### ACTIVITY
A copy is needed of each line in the records that has the word "Kindly".
DATA IN THIS EXERCISE below:
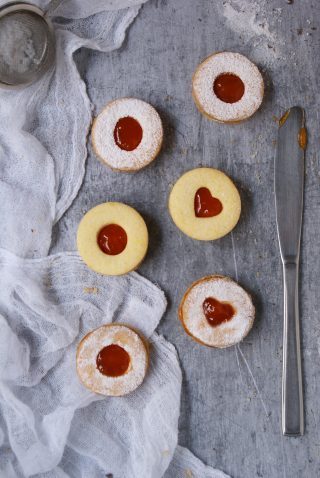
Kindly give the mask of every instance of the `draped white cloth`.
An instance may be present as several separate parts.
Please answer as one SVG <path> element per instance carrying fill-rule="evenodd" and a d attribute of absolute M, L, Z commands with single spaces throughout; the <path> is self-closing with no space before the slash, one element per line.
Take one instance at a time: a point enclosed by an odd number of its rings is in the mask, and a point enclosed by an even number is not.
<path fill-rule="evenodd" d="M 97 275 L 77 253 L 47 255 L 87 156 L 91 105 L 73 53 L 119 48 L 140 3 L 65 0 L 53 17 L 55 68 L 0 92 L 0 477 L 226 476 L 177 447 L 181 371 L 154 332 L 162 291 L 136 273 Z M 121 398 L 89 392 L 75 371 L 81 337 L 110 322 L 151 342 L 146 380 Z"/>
End of DATA IN THIS EXERCISE.
DATA IN THIS EXERCISE below:
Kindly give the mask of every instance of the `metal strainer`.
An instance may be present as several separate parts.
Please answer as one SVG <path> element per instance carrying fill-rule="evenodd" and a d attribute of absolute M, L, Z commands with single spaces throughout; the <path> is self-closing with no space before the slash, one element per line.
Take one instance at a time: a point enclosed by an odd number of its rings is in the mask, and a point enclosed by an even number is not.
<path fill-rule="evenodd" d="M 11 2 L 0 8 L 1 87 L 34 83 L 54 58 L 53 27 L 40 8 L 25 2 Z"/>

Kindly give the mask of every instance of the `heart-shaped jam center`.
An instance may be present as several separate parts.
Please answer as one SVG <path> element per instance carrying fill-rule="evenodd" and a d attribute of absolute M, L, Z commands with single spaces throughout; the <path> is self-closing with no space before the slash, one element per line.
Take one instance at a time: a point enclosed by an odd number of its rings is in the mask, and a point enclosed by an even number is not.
End of DATA IN THIS EXERCISE.
### SOLUTION TO THE EXERCISE
Kindly give the mask of every instance of the `draped white cloth`.
Kindly give the mask of every instance of the `metal strainer`.
Kindly give the mask of every instance of the `heart-shaped jam center`.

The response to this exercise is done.